-- BEGIN --

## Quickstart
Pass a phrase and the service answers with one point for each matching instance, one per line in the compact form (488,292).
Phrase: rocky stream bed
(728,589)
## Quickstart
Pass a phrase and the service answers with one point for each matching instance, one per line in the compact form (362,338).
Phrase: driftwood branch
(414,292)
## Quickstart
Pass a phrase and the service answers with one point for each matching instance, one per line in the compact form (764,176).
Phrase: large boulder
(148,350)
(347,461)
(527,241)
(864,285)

-- END --
-- BEGIN --

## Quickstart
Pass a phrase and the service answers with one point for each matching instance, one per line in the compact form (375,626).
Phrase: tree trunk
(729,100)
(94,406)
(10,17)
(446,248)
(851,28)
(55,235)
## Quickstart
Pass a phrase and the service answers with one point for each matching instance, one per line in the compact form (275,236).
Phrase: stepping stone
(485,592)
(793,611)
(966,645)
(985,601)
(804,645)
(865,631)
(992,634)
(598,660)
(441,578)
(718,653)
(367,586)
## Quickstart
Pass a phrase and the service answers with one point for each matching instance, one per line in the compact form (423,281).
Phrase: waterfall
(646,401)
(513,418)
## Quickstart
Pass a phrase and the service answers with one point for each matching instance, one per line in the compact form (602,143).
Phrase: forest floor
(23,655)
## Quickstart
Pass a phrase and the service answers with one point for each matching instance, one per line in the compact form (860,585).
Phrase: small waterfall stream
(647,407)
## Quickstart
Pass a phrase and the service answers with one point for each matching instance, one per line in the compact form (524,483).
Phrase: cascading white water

-- END --

Exercise objective: How many lines of the items above contain the string "stream", counting case as significant? Reply with the number alone.

Exercise output: 2